---------- Fragmento de texto
Toda mi familia sabía que le quedaba poco tiempo, así que rápidamente llegamos al hospital en un taxi, mi madre no paró de llorar en el camino, pude escuchar cómo mentalizaba a mi hermano, pues, presentía que nos iban a dar la noticia de que se había ido, yo traté de estar preparada para escuchar lo peor.
Cuando al llegar vimos al resto de mi familia llorando, mi madre se acercó rápidamente a preguntar qué sucedió, mi hermano corrió a la sala de UCI en donde mi padre estaba, pero salió rápidamente llorando, yo me sentí muy confundida, así que esperé para no interrumpir el momento, imaginé muchas cosas, pero nadie me decía qué pasaba, jamás me sentí lista para un: “Luci, su papá está en el cielo”, de mi prima menor, yo solo tenía siete años, pero, aún así recuerdo como si fuese ayer que pude sentir una inmensa combinación de nervios, sorpresa, preocupación, y sobre todo tristeza, una tristeza tan, pero tan grande que quemaba, que ardía por dentro.
--------------------
### [Tarea asignada]
Transcribe el fragmento de texto completo sin alterar ni una palabra ni un signo. Los datos no hacen falta para este ejercicio.
---------- Datos recopilados
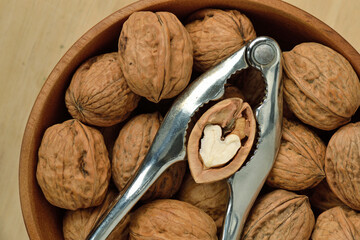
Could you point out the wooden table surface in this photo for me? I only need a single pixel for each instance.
(34, 36)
--------------------
### [Ejercicio resuelto]
Toda mi familia sabía que le quedaba poco tiempo, así que rápidamente llegamos al hospital en un taxi, mi madre no paró de llorar en el camino, pude escuchar cómo mentalizaba a mi hermano, pues, presentía que nos iban a dar la noticia de que se había ido, yo traté de estar preparada para escuchar lo peor.
Cuando al llegar vimos al resto de mi familia llorando, mi madre se acercó rápidamente a preguntar qué sucedió, mi hermano corrió a la sala de UCI en donde mi padre estaba, pero salió rápidamente llorando, yo me sentí muy confundida, así que esperé para no interrumpir el momento, imaginé muchas cosas, pero nadie me decía qué pasaba, jamás me sentí lista para un: “Luci, su papá está en el cielo”, de mi prima menor, yo solo tenía siete años, pero, aún así recuerdo como si fuese ayer que pude sentir una inmensa combinación de nervios, sorpresa, preocupación, y sobre todo tristeza, una tristeza tan, pero tan grande que quemaba, que ardía por dentro.